Reproduce the following records exactly from the line containing "Question. For every instance of the woman's" onward, ending with the last line and including it.

* * * * * * *

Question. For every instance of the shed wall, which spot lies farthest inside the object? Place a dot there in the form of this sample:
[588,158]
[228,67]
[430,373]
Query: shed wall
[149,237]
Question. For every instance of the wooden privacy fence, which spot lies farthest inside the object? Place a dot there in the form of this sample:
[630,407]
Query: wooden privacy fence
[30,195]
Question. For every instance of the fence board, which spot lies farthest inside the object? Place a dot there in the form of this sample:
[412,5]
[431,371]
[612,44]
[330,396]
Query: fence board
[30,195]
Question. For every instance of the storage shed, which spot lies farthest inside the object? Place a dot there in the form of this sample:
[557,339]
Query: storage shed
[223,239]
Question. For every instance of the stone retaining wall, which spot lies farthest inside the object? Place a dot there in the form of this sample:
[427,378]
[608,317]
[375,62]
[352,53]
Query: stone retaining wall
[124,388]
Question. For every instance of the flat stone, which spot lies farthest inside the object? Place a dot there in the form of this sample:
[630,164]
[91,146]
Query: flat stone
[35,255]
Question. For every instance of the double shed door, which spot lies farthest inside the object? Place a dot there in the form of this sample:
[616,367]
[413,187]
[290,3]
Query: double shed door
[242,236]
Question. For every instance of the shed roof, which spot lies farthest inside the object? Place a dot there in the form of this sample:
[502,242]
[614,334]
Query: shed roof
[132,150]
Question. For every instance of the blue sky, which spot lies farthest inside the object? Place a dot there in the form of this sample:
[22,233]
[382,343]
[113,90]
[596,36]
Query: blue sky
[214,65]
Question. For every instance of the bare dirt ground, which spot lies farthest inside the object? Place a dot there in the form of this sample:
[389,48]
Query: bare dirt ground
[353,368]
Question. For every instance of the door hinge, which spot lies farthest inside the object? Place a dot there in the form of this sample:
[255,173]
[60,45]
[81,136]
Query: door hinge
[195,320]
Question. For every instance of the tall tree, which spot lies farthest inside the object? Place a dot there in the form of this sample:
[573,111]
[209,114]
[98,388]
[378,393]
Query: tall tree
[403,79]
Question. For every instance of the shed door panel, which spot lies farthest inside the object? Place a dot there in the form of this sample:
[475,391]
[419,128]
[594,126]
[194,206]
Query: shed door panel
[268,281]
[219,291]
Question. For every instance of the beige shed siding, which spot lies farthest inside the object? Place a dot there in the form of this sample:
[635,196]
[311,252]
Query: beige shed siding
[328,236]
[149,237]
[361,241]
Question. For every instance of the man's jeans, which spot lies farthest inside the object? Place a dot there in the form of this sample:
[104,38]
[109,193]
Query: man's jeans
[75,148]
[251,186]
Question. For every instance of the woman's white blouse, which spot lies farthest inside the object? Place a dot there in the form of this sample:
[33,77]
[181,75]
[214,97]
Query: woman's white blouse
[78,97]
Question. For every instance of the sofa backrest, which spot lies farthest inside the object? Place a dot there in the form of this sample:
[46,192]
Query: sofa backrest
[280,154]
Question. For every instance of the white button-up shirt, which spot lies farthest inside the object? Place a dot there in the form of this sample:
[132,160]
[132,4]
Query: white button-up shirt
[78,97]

* * * * * * *

- **Full output**:
Question. For every instance of the woman's white blouse, which spot lies farthest inside the object? Place a dot there in the form of this sample:
[33,77]
[181,75]
[214,97]
Query: woman's white blouse
[78,97]
Question. For every instance of the sofa backrest, which spot lies farthest inside the object? Place a dot there in the form of this sample:
[46,192]
Query: sofa backrest
[280,154]
Question. For every instance of the white button-up shirt, which spot lies farthest inside the object? Place a dot there in the form of this sample:
[132,160]
[132,4]
Query: white button-up shirt
[78,97]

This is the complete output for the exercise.